→ Given text
START
Nurturing Creative Children
How do families deal with children who show an inclination
to the arts? Drawing and painting, singing, playing music or dancing is sweet
when they are young, but troubling when they don’t grow out of it.
One of our final year Fine Art students had his drawings
regularly torn up by his father who wanted him to concentrate on a career in
Engineering. Many famous artists developed their passion at odds with their
families. Degas’ father wanted him to join law school, Gauguin gave up his life as a stockbroker, Cezanne
attempted to become a banker as desired by his father; Miro attended commercial
college and after two years as a clerk, had a mental breakdown before his parents
let him attend art school. While
Toulouse Lautrec’s aristocratic parents did not prevent him from studying art,
his physical deformity after fracturing both femurs in childhood made him feel
more at home in Bohemian Montmartre amongst the outcasts of the music halls and
brothels of Paris.
Nurturing the creative spirit of a child is a combined
effort of schools and family. The US based National Foundation of Gifted and
Creative Children lists ten characteristics of gifted children that often get
ignored or misinterpreted including extreme sensitivity, high energy
levels, getting bored easily, easily
frustrated , compassionate and loving, needing lots of encouragement , poor at
rote learning.
END
→ Recorded information
START
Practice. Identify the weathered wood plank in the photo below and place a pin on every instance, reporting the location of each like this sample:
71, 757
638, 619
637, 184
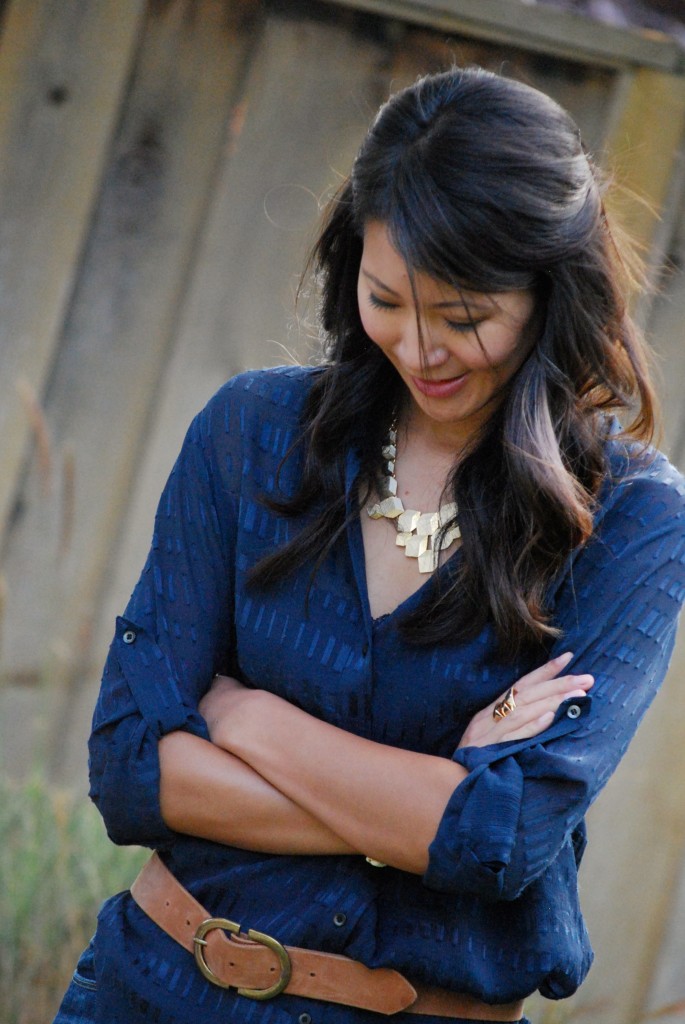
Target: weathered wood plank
307, 100
63, 68
122, 317
642, 148
534, 27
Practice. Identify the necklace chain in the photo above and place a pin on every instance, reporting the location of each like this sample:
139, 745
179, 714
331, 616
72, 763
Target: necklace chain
418, 532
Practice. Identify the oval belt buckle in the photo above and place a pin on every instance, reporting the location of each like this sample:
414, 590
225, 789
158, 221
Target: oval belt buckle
200, 942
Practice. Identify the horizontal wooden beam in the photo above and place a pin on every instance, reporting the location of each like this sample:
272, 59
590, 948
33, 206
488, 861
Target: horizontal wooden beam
539, 28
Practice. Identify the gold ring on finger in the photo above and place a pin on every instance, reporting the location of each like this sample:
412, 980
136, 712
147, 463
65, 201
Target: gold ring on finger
506, 706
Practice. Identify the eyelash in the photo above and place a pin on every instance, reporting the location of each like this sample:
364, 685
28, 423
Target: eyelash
459, 327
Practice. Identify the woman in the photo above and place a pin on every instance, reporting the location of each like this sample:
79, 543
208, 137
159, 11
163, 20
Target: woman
395, 754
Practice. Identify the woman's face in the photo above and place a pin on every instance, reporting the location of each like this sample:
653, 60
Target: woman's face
473, 342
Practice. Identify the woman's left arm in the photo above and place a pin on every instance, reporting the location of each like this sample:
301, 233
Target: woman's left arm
382, 800
494, 817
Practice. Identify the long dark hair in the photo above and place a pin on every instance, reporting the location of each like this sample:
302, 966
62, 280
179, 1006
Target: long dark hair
481, 182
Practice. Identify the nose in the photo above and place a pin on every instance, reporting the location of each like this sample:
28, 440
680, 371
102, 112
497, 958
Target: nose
418, 350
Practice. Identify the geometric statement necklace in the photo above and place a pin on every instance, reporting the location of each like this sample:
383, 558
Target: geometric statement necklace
418, 532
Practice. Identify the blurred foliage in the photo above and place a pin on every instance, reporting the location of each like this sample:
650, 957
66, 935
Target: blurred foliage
56, 866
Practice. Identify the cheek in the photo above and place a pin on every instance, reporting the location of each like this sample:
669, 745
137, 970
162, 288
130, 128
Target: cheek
376, 327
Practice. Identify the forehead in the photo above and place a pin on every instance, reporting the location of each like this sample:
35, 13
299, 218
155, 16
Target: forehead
383, 266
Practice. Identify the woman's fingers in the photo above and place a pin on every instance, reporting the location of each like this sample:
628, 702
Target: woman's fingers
529, 707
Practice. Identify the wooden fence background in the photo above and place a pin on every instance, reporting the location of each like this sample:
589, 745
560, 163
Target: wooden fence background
162, 167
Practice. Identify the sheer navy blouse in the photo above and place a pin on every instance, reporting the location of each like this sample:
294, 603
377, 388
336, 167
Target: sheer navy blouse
497, 912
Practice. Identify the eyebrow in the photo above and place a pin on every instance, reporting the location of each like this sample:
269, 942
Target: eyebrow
435, 305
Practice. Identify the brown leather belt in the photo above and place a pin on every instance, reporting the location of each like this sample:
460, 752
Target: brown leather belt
260, 967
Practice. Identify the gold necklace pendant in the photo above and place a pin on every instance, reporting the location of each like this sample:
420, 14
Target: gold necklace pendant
418, 532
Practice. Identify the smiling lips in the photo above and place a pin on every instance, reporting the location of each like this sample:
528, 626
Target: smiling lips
439, 389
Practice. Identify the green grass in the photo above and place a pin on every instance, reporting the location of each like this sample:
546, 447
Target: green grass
56, 866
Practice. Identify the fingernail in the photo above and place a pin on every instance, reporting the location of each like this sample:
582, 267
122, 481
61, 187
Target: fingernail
564, 658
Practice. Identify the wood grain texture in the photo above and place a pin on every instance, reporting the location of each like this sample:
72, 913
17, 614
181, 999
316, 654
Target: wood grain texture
63, 70
116, 336
642, 148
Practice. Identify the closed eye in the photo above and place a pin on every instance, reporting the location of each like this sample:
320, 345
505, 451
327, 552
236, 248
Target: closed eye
380, 303
463, 327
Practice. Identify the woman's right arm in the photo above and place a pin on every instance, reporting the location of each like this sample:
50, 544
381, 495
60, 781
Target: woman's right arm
209, 793
153, 771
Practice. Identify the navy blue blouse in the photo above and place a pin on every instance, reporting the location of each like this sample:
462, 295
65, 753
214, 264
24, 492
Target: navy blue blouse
497, 912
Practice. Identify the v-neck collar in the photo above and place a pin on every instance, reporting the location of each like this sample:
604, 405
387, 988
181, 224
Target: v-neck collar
357, 557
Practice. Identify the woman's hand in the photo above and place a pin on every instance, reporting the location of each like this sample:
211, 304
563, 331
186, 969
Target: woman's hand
537, 697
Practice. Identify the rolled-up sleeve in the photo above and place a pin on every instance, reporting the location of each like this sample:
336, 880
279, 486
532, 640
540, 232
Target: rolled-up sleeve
617, 606
176, 631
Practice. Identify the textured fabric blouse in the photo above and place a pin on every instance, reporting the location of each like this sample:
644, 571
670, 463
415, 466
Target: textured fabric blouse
497, 912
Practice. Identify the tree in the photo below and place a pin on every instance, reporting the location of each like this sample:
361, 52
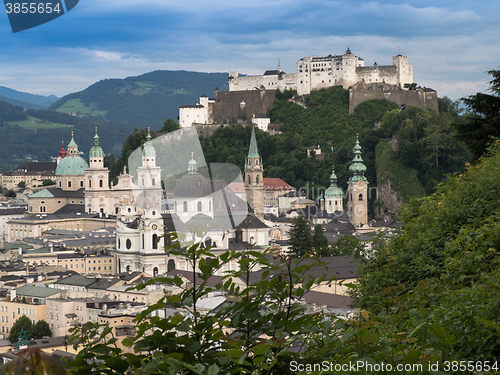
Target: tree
301, 241
483, 120
320, 241
41, 329
22, 323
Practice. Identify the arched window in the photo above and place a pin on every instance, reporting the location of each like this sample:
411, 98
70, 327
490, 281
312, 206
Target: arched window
208, 241
171, 265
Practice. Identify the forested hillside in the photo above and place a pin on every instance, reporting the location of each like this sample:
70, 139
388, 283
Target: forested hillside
145, 100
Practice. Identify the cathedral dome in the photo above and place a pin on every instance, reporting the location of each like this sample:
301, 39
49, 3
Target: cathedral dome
71, 165
192, 184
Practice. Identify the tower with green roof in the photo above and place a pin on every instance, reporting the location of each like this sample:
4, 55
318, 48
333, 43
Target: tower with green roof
254, 181
97, 181
149, 176
357, 189
70, 172
334, 197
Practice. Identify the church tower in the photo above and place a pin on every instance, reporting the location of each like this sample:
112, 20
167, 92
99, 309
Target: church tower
97, 181
149, 178
254, 181
358, 189
333, 196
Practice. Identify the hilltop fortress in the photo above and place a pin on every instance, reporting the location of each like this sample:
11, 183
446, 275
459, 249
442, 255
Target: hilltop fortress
255, 95
315, 73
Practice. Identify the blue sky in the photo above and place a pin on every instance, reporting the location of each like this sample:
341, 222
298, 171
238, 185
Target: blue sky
451, 44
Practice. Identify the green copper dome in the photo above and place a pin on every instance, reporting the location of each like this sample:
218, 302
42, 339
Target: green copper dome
71, 165
357, 168
333, 191
148, 149
96, 150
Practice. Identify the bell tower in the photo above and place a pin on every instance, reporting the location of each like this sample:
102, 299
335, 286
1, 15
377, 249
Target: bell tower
97, 181
254, 181
357, 189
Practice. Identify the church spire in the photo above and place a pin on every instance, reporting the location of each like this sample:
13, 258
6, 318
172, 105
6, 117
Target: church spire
253, 151
357, 168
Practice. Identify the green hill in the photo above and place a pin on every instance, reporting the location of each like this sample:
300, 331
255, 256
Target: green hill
142, 101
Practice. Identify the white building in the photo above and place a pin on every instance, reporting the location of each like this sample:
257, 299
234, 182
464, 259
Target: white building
315, 73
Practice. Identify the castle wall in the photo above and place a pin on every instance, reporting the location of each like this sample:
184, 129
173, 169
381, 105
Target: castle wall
421, 97
315, 73
231, 106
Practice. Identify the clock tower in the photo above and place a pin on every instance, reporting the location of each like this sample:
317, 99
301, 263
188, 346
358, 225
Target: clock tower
357, 189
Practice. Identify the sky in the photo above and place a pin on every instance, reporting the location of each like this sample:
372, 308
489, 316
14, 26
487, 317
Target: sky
451, 44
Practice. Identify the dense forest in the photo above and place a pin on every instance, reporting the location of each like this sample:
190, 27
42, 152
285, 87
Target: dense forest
148, 99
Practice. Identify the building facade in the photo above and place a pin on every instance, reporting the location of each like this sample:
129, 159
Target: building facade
315, 73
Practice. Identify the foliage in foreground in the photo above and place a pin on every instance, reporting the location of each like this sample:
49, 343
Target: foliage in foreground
438, 279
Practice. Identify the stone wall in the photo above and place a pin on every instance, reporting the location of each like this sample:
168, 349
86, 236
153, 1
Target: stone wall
231, 106
421, 97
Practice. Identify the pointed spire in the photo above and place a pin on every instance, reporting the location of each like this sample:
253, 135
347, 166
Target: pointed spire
357, 167
148, 149
253, 151
62, 151
333, 190
96, 150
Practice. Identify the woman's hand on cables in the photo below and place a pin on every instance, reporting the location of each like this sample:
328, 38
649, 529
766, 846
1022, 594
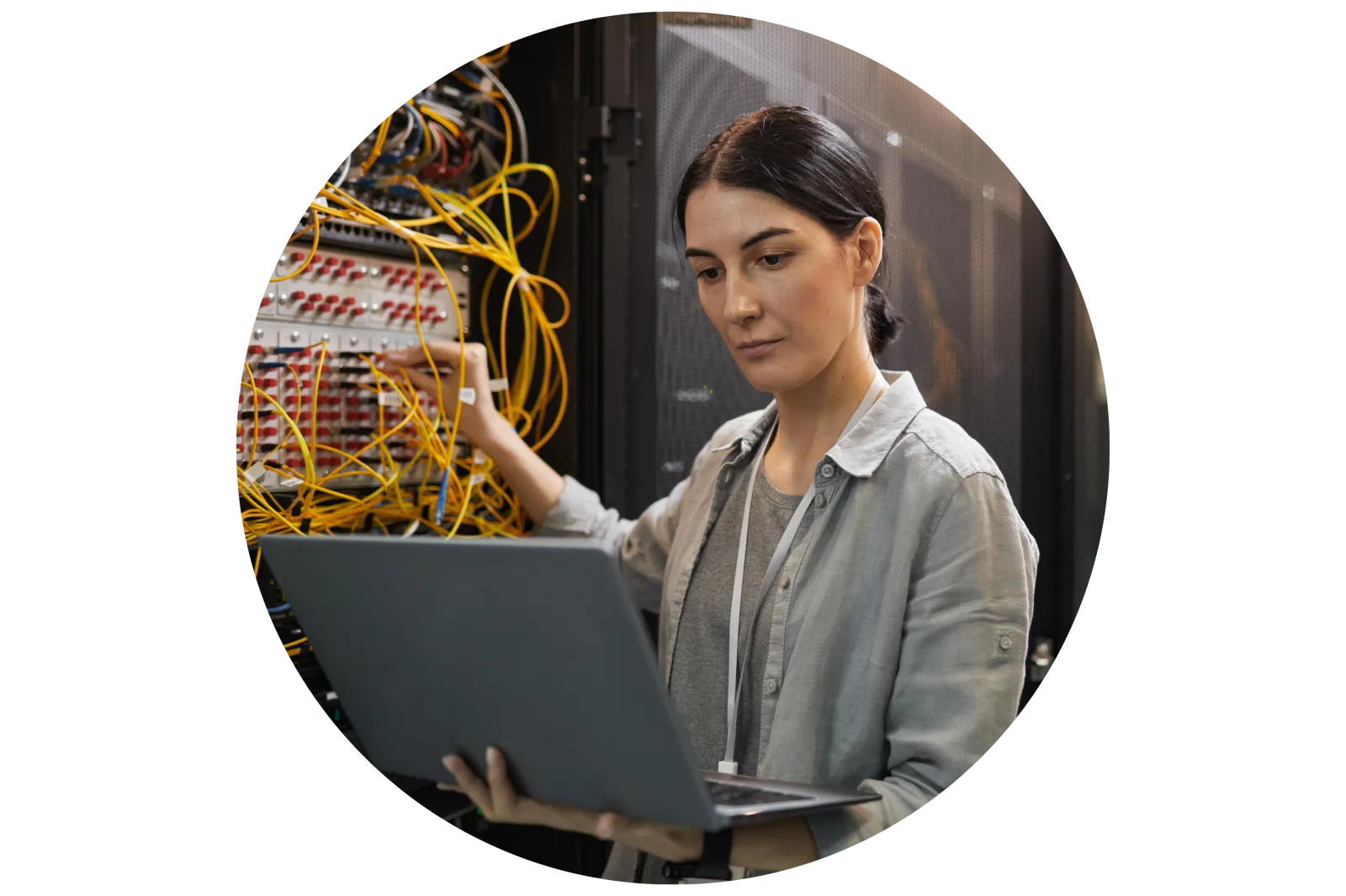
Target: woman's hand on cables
501, 805
480, 421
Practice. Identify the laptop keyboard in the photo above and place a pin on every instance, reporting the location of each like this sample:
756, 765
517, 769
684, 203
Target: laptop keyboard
744, 795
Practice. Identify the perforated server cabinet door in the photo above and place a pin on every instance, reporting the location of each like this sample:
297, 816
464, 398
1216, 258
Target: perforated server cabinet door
699, 385
952, 233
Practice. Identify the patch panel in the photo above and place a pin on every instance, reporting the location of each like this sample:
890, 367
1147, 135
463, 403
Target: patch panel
343, 289
284, 365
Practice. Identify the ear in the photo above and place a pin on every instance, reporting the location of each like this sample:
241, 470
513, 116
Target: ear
868, 242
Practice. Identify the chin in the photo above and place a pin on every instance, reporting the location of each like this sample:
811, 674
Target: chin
771, 379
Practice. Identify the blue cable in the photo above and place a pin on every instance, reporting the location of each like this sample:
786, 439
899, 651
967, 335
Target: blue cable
439, 503
411, 148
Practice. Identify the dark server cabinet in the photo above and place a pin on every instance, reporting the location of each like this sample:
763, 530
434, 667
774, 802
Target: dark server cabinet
998, 339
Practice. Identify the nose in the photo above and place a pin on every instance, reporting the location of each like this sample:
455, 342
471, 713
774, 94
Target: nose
740, 301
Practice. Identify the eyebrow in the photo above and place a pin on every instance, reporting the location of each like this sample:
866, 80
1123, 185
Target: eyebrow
747, 244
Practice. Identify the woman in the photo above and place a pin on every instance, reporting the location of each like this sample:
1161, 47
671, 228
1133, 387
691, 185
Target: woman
888, 649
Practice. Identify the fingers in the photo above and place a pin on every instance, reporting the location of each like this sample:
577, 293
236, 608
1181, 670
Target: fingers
470, 785
502, 793
610, 825
423, 382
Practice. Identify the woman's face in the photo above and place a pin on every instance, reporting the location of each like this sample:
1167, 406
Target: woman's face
END
→ Problem description
In the text on nurturing creative children, what did Degas' father want him to do? Rely solely on the text on nurturing creative children.

→ Correct answer
Join law school.